> **Work item**:
Repeat every line of the data verbatim.
#### Data for review
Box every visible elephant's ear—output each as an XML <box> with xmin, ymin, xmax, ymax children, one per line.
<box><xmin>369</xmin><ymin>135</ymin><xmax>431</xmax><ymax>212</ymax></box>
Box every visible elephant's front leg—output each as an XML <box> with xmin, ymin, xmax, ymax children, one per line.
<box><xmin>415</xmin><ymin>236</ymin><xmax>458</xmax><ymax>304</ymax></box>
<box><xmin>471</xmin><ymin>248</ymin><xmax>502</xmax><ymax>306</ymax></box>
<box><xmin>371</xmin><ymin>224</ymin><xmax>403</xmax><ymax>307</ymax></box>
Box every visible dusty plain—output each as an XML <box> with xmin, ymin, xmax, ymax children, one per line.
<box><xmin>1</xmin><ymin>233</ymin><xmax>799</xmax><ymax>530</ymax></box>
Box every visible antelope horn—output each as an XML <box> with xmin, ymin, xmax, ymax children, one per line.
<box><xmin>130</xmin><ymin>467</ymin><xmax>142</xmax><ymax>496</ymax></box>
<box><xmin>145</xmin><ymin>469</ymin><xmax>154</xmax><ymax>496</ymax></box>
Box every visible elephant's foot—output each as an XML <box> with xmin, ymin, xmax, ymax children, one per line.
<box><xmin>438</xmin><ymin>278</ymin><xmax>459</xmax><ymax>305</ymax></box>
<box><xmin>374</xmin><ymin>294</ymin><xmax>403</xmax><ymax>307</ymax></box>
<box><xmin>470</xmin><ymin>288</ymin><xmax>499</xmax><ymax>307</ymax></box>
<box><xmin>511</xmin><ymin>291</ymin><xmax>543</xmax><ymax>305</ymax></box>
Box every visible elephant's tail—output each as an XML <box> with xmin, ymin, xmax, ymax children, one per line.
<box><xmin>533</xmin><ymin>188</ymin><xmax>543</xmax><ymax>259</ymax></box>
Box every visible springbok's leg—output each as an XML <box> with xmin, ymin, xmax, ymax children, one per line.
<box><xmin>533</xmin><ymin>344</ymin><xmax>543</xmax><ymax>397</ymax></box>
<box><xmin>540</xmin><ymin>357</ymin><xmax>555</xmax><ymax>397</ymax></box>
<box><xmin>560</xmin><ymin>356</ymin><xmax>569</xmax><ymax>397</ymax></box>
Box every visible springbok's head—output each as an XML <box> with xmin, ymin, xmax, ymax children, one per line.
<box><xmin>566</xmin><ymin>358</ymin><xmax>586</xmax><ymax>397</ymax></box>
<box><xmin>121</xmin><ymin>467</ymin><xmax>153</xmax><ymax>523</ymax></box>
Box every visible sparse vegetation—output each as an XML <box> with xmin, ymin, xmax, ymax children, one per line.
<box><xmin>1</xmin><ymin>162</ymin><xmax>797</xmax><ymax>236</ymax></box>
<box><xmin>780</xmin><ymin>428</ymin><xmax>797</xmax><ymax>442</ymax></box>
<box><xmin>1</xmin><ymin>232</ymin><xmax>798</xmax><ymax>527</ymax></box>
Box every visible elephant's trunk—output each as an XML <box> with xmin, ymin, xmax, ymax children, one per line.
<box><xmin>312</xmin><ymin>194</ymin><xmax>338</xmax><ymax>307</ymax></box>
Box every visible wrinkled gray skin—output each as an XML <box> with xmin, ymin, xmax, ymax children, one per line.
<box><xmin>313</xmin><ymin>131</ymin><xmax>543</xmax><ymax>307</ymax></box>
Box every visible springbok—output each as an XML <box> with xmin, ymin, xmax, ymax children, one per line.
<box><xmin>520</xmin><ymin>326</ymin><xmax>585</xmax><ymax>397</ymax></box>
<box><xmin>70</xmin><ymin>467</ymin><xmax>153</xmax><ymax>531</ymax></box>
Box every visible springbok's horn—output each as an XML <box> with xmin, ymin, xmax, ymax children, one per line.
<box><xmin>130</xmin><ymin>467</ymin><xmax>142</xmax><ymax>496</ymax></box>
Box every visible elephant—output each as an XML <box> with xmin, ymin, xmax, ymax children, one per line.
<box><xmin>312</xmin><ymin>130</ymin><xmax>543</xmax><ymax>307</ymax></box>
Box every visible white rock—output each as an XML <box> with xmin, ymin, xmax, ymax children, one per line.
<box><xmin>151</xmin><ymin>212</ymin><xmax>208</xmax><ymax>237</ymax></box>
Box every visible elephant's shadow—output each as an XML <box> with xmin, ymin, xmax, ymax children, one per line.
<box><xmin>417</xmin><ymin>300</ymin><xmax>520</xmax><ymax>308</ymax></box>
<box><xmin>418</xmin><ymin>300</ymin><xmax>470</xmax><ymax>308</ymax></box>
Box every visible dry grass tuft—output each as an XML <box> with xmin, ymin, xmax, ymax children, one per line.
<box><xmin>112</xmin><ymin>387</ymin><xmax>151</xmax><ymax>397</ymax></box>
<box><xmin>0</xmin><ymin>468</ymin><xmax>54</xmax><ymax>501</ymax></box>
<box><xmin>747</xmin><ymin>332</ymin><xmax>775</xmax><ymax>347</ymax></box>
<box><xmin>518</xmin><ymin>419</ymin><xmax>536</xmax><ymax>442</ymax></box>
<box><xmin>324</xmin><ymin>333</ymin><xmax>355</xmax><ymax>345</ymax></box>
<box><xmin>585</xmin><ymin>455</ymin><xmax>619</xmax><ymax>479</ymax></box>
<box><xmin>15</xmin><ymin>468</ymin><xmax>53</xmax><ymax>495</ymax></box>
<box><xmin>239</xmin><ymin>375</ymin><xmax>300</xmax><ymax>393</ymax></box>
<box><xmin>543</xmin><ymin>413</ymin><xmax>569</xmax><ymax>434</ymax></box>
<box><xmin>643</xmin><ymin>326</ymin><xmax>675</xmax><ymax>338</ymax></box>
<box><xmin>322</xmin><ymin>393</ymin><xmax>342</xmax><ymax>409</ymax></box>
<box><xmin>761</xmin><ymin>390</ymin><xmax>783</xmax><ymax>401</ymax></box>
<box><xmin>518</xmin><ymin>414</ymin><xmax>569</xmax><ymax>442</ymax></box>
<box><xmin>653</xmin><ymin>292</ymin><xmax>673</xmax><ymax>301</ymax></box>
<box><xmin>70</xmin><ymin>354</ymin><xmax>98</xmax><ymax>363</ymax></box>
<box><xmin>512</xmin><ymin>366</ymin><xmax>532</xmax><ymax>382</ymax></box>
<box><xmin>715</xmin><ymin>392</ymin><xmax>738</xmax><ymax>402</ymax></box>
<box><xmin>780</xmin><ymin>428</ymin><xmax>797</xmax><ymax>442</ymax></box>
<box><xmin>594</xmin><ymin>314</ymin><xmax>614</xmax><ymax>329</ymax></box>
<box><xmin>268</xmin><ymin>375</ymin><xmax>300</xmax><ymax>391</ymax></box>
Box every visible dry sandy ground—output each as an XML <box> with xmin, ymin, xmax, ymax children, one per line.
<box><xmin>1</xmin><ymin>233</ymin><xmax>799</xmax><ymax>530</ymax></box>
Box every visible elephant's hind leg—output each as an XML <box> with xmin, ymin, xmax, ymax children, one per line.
########
> **Problem solution**:
Box every visible elephant's ear—output each as an XML <box> with xmin, ymin, xmax, ymax children, one per line.
<box><xmin>369</xmin><ymin>135</ymin><xmax>431</xmax><ymax>212</ymax></box>
Box every visible elephant's front leg—output each as an XML <box> with xmin, ymin, xmax, ymax children, one per line.
<box><xmin>415</xmin><ymin>236</ymin><xmax>458</xmax><ymax>304</ymax></box>
<box><xmin>471</xmin><ymin>248</ymin><xmax>502</xmax><ymax>306</ymax></box>
<box><xmin>371</xmin><ymin>224</ymin><xmax>403</xmax><ymax>307</ymax></box>
Box every visible dusty plain—output each as an XML <box> with xmin, ymin, xmax, ymax children, one per line.
<box><xmin>1</xmin><ymin>233</ymin><xmax>799</xmax><ymax>530</ymax></box>
Box every visible antelope horn—output each as an XML <box> with xmin, ymin, xmax, ymax children, one per line.
<box><xmin>130</xmin><ymin>467</ymin><xmax>142</xmax><ymax>496</ymax></box>
<box><xmin>145</xmin><ymin>469</ymin><xmax>154</xmax><ymax>496</ymax></box>
Box every visible elephant's foot—output each as an XML <box> with xmin, ymin, xmax, ymax children, one per line.
<box><xmin>438</xmin><ymin>278</ymin><xmax>459</xmax><ymax>305</ymax></box>
<box><xmin>374</xmin><ymin>294</ymin><xmax>403</xmax><ymax>307</ymax></box>
<box><xmin>470</xmin><ymin>288</ymin><xmax>499</xmax><ymax>307</ymax></box>
<box><xmin>511</xmin><ymin>291</ymin><xmax>543</xmax><ymax>305</ymax></box>
Box every visible elephant's tail—output each as an XML <box> with xmin, ymin, xmax, ymax children, one per line.
<box><xmin>533</xmin><ymin>188</ymin><xmax>543</xmax><ymax>259</ymax></box>
Box every visible springbok's leg—output each as an XML <box> with xmin, ymin, xmax, ymax children, one per line.
<box><xmin>533</xmin><ymin>344</ymin><xmax>543</xmax><ymax>397</ymax></box>
<box><xmin>540</xmin><ymin>357</ymin><xmax>555</xmax><ymax>397</ymax></box>
<box><xmin>560</xmin><ymin>356</ymin><xmax>569</xmax><ymax>397</ymax></box>
Box every visible springbok's head—output each as an XML <box> with xmin, ymin, xmax, ymax children, one per line.
<box><xmin>566</xmin><ymin>358</ymin><xmax>586</xmax><ymax>397</ymax></box>
<box><xmin>121</xmin><ymin>467</ymin><xmax>153</xmax><ymax>523</ymax></box>
Box every visible sparse vegetation—output each as an XML <box> with xmin, ymin, xmax, ymax children, one per line.
<box><xmin>1</xmin><ymin>162</ymin><xmax>797</xmax><ymax>236</ymax></box>
<box><xmin>780</xmin><ymin>428</ymin><xmax>797</xmax><ymax>442</ymax></box>
<box><xmin>1</xmin><ymin>232</ymin><xmax>798</xmax><ymax>527</ymax></box>
Box every visible elephant's trunk—output each as an XML <box> with xmin, ymin, xmax, ymax children, one per line.
<box><xmin>312</xmin><ymin>194</ymin><xmax>338</xmax><ymax>307</ymax></box>
Box every visible wrinkled gray skin—output each as an XML <box> with xmin, ymin, xmax, ymax children, one per line.
<box><xmin>313</xmin><ymin>131</ymin><xmax>543</xmax><ymax>307</ymax></box>
Box every visible springbok—output each as an XML <box> with xmin, ymin, xmax, ymax children, one per line.
<box><xmin>520</xmin><ymin>326</ymin><xmax>585</xmax><ymax>397</ymax></box>
<box><xmin>70</xmin><ymin>467</ymin><xmax>153</xmax><ymax>531</ymax></box>
Box every visible springbok's horn—output each as an XML <box> with xmin, ymin, xmax, ymax children, one per line.
<box><xmin>130</xmin><ymin>467</ymin><xmax>142</xmax><ymax>496</ymax></box>
Box every visible elephant—output each as an XML <box> with xmin, ymin, xmax, ymax children, one per line.
<box><xmin>312</xmin><ymin>130</ymin><xmax>543</xmax><ymax>307</ymax></box>
Box every visible white rock—output each as an XML <box> with xmin, ymin, xmax, ymax children, one per line.
<box><xmin>151</xmin><ymin>212</ymin><xmax>208</xmax><ymax>237</ymax></box>
Box every visible elephant's shadow—output each as an XML <box> with xmin, ymin, xmax, ymax children, one per line.
<box><xmin>417</xmin><ymin>300</ymin><xmax>520</xmax><ymax>308</ymax></box>
<box><xmin>418</xmin><ymin>300</ymin><xmax>470</xmax><ymax>308</ymax></box>
Box every visible dry grass tuft—output each as an XML <box> with xmin, ymin, xmax, ymax children, one per line.
<box><xmin>112</xmin><ymin>387</ymin><xmax>151</xmax><ymax>397</ymax></box>
<box><xmin>0</xmin><ymin>468</ymin><xmax>54</xmax><ymax>501</ymax></box>
<box><xmin>747</xmin><ymin>332</ymin><xmax>775</xmax><ymax>347</ymax></box>
<box><xmin>518</xmin><ymin>419</ymin><xmax>536</xmax><ymax>442</ymax></box>
<box><xmin>324</xmin><ymin>333</ymin><xmax>355</xmax><ymax>345</ymax></box>
<box><xmin>585</xmin><ymin>455</ymin><xmax>619</xmax><ymax>479</ymax></box>
<box><xmin>15</xmin><ymin>468</ymin><xmax>53</xmax><ymax>495</ymax></box>
<box><xmin>239</xmin><ymin>375</ymin><xmax>300</xmax><ymax>393</ymax></box>
<box><xmin>543</xmin><ymin>413</ymin><xmax>569</xmax><ymax>434</ymax></box>
<box><xmin>643</xmin><ymin>326</ymin><xmax>675</xmax><ymax>338</ymax></box>
<box><xmin>322</xmin><ymin>393</ymin><xmax>342</xmax><ymax>409</ymax></box>
<box><xmin>761</xmin><ymin>390</ymin><xmax>783</xmax><ymax>401</ymax></box>
<box><xmin>518</xmin><ymin>414</ymin><xmax>569</xmax><ymax>442</ymax></box>
<box><xmin>653</xmin><ymin>292</ymin><xmax>673</xmax><ymax>301</ymax></box>
<box><xmin>70</xmin><ymin>354</ymin><xmax>98</xmax><ymax>363</ymax></box>
<box><xmin>512</xmin><ymin>366</ymin><xmax>532</xmax><ymax>382</ymax></box>
<box><xmin>715</xmin><ymin>392</ymin><xmax>738</xmax><ymax>402</ymax></box>
<box><xmin>780</xmin><ymin>428</ymin><xmax>797</xmax><ymax>442</ymax></box>
<box><xmin>594</xmin><ymin>314</ymin><xmax>614</xmax><ymax>329</ymax></box>
<box><xmin>268</xmin><ymin>375</ymin><xmax>300</xmax><ymax>391</ymax></box>
Box every visible dry sandy ground—output each as an XML <box> with xmin, ymin, xmax, ymax children, one per line.
<box><xmin>1</xmin><ymin>233</ymin><xmax>799</xmax><ymax>530</ymax></box>
Box every visible elephant's hind leg—output each as an XML <box> with xmin, ymin, xmax, ymax children, one per line.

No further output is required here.